## MATERIAL PROVIDED
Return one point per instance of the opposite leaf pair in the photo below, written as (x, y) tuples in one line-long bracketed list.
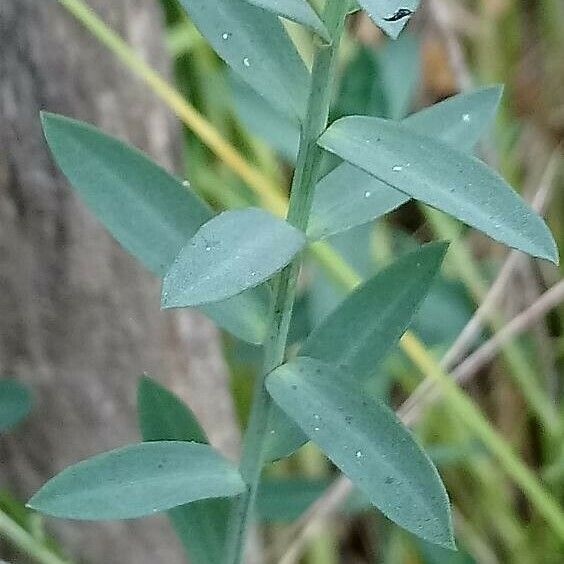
[(326, 404)]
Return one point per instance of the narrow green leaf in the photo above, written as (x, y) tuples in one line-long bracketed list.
[(442, 177), (15, 403), (254, 43), (368, 443), (390, 15), (298, 11), (460, 121), (148, 211), (164, 417), (200, 525), (234, 251), (138, 480), (360, 333)]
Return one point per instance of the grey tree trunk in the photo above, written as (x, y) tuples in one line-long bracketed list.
[(79, 319)]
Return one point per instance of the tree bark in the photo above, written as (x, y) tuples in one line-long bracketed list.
[(80, 320)]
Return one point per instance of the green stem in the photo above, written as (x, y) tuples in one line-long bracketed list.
[(23, 541), (305, 178)]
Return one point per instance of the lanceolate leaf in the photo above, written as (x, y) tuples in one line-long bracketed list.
[(138, 480), (15, 403), (150, 213), (298, 11), (459, 121), (390, 15), (360, 333), (164, 417), (368, 443), (233, 252), (254, 43), (200, 525), (442, 177)]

## PROBLEM DESCRIPTION
Omit every picture, then write out the entries above exactly.

## TASK RESULT
Return one point per instance of the opposite leaf pair in the photo below, written as (x, y) tuples in one line-long bracketed list.
[(326, 404)]
Return one point per instance of the narrow green leaf in the photo above, written as (x, y) tuples in one line-long bracketed list.
[(442, 177), (15, 403), (254, 43), (368, 443), (390, 15), (298, 11), (460, 121), (148, 211), (164, 417), (200, 525), (234, 251), (138, 480), (360, 333)]
Return one point per instance of the grey tree trunk in the photo above, written as (x, y) tuples in one line-long bracketed list.
[(79, 319)]
Return one point per instance of the tree bark in the photo above, written as (x, y) tuples in one line-long bracketed list.
[(80, 320)]
Return one point per instance of the green stem in the photo above, written as (x, y) tuples in one line-long bracketed list.
[(23, 541), (305, 178)]
Return one point per instance of the lanceolate leaf in the photo above, written as (x, y) tuples in one line-long bracketed list.
[(138, 480), (15, 403), (150, 213), (298, 11), (459, 121), (390, 15), (360, 333), (164, 417), (368, 443), (233, 252), (254, 43), (200, 525), (442, 177)]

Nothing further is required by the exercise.